### Selected passage
━━━━
# 93458 + Aortogram



## amym (Feb 6, 2012)

Can I bill for the Aortogram?  Why or why not?

SUMMARY: 

--  CORONARY CIRCULATION: 
--  Coronary angiography demonstrated minor luminal irregularities. 

--  CARDIAC STRUCTURES: 
--  Global left ventricular function was normal. EF calculated by contrast 
ventriculography was 55 %. 

--  SPLANCHNIC AND RENAL VESSELS: 
--  The renal arteries were widely patent and grossly angiographically 
normal. Two left renal arteries were identified, a single right renal 
artery was also idenitified. 

PROCEDURES PERFORMED: 

--  Left heart catheterization with ventriculography. 
--  Left coronary angiography. 
--  Right coronary angiography. 
--  Aortography. 

RECOMMENDATIONS: 
The patient should continue with the present medications. 

INDICATIONS: Angina/MI: atypical chest pain. Coronary artery disease: 
abnormal stress test. Renal: malignant HTN. 

VENTRICLES: There were no left ventricular global or regional wall motion 
abnormalities. Global left ventricular function was normal. EF calculated 
by contrast ventriculography was 55 %.
━━━━
### Given data
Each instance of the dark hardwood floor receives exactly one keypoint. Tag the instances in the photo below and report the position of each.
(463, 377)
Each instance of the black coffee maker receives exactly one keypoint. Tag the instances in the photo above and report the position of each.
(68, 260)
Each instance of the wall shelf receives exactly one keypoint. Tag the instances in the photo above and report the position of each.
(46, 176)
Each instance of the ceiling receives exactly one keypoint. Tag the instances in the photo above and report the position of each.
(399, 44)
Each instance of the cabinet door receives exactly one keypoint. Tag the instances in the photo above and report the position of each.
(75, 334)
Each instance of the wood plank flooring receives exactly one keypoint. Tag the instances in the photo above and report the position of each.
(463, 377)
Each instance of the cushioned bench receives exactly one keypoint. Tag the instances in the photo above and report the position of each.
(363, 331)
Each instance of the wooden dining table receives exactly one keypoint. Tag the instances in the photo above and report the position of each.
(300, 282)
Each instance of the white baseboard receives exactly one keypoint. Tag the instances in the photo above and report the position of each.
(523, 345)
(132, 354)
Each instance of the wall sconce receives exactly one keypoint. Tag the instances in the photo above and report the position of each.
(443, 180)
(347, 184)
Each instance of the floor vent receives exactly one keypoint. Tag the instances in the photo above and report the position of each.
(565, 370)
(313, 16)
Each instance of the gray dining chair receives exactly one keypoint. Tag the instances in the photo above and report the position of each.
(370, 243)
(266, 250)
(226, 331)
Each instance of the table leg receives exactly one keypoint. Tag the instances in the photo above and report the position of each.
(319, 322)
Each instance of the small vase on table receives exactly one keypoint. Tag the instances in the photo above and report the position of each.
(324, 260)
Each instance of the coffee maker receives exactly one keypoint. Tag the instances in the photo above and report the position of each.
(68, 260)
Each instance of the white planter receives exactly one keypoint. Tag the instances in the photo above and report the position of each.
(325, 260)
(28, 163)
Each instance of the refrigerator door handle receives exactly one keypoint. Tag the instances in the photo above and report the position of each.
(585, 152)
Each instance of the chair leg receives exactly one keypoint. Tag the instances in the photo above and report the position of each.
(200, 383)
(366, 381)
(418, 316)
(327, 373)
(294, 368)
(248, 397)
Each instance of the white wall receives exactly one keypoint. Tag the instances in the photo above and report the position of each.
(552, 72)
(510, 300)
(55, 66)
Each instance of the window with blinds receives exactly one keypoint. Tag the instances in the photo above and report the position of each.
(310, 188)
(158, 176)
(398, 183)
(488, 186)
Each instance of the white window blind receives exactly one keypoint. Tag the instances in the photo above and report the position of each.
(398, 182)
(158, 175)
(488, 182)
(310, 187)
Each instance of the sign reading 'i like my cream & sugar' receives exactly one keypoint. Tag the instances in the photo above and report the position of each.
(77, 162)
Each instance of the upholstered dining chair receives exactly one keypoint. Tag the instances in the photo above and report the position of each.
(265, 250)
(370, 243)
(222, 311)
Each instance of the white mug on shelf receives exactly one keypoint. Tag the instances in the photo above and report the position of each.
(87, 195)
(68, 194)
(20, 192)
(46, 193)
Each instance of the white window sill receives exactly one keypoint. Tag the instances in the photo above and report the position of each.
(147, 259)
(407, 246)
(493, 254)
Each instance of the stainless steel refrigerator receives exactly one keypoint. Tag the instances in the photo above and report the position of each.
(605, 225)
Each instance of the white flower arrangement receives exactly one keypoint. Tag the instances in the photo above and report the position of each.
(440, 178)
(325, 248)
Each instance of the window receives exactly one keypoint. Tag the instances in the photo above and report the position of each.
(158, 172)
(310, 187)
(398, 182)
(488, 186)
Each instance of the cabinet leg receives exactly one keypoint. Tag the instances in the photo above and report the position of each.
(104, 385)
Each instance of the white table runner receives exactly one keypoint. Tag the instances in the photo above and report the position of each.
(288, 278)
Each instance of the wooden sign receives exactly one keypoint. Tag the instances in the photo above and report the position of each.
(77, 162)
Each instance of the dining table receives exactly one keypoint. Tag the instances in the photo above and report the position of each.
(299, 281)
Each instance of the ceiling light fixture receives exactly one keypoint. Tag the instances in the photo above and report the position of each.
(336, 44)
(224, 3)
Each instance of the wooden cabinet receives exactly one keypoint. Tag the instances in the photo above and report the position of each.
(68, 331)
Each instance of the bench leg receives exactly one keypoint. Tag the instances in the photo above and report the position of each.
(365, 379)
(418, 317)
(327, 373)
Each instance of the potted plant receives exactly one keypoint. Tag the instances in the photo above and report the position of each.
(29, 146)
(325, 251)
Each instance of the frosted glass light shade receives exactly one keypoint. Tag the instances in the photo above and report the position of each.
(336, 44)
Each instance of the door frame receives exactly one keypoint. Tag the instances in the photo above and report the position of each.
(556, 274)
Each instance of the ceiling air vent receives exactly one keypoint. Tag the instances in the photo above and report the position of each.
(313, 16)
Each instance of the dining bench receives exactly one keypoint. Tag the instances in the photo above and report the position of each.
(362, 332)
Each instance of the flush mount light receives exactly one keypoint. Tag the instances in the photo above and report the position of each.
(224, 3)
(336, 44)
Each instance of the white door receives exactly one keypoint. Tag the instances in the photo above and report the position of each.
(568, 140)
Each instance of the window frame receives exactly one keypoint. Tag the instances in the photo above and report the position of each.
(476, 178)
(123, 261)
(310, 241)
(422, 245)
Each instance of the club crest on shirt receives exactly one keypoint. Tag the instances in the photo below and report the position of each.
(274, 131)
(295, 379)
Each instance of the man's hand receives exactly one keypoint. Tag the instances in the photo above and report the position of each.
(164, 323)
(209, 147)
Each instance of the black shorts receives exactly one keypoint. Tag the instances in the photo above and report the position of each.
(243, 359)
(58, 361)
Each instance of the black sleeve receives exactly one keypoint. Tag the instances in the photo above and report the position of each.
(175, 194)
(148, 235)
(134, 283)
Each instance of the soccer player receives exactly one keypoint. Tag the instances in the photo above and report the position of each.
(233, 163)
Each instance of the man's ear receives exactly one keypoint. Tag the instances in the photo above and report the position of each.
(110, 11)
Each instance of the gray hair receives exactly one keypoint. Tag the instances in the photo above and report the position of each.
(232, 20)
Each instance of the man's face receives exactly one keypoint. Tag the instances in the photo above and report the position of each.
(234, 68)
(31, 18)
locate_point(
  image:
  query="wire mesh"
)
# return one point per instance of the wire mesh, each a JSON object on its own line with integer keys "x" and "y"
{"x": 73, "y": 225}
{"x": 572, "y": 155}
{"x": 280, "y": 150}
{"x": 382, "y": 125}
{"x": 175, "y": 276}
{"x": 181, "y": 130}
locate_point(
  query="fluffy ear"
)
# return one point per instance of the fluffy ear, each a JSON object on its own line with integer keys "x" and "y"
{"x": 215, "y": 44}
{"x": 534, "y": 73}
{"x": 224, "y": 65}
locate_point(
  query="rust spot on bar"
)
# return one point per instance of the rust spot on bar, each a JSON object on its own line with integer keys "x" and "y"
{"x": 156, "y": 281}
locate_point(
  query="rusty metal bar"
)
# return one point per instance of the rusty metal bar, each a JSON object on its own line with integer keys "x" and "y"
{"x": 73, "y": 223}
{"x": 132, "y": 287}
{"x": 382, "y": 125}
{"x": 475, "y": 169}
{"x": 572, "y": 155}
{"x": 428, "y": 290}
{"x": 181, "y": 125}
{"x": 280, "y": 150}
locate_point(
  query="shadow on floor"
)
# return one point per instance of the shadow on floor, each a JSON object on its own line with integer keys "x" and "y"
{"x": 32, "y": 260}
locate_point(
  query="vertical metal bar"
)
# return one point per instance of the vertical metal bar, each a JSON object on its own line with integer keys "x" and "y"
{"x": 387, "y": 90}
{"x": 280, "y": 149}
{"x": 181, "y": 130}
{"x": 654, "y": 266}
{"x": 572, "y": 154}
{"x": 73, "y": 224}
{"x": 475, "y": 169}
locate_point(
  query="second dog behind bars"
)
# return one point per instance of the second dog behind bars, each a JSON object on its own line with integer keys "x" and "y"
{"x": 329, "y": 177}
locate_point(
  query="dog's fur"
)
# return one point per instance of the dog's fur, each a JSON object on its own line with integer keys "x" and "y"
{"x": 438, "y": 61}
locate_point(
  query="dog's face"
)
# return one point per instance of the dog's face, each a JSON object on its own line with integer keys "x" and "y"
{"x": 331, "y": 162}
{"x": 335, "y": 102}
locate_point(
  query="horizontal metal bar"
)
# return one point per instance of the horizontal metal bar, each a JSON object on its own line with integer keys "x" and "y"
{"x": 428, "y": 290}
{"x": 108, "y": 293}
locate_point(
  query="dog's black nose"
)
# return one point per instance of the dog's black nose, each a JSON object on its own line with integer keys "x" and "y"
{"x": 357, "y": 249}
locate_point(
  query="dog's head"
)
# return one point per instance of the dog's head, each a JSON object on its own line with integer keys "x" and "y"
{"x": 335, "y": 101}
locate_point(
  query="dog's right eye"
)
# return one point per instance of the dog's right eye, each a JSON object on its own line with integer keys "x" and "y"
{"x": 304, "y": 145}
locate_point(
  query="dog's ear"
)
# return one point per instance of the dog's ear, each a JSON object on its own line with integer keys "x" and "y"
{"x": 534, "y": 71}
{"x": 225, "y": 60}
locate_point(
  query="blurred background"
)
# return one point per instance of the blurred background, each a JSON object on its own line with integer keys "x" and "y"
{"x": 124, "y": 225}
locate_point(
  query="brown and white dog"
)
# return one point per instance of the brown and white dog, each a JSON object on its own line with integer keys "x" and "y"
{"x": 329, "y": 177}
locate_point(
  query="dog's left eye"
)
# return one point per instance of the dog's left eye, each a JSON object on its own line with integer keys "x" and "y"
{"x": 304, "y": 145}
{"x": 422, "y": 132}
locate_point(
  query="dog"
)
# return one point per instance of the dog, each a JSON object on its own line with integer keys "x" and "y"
━━━━
### Problem description
Return the full aortogram billing thread above, word for word and unchanged.

### Solution to this problem
# 93458 + Aortogram



## amym (Feb 6, 2012)

Can I bill for the Aortogram?  Why or why not?

SUMMARY: 

--  CORONARY CIRCULATION: 
--  Coronary angiography demonstrated minor luminal irregularities. 

--  CARDIAC STRUCTURES: 
--  Global left ventricular function was normal. EF calculated by contrast 
ventriculography was 55 %. 

--  SPLANCHNIC AND RENAL VESSELS: 
--  The renal arteries were widely patent and grossly angiographically 
normal. Two left renal arteries were identified, a single right renal 
artery was also idenitified. 

PROCEDURES PERFORMED: 

--  Left heart catheterization with ventriculography. 
--  Left coronary angiography. 
--  Right coronary angiography. 
--  Aortography. 

RECOMMENDATIONS: 
The patient should continue with the present medications. 

INDICATIONS: Angina/MI: atypical chest pain. Coronary artery disease: 
abnormal stress test. Renal: malignant HTN. 

VENTRICLES: There were no left ventricular global or regional wall motion 
abnormalities. Global left ventricular function was normal. EF calculated 
by contrast ventriculography was 55 %.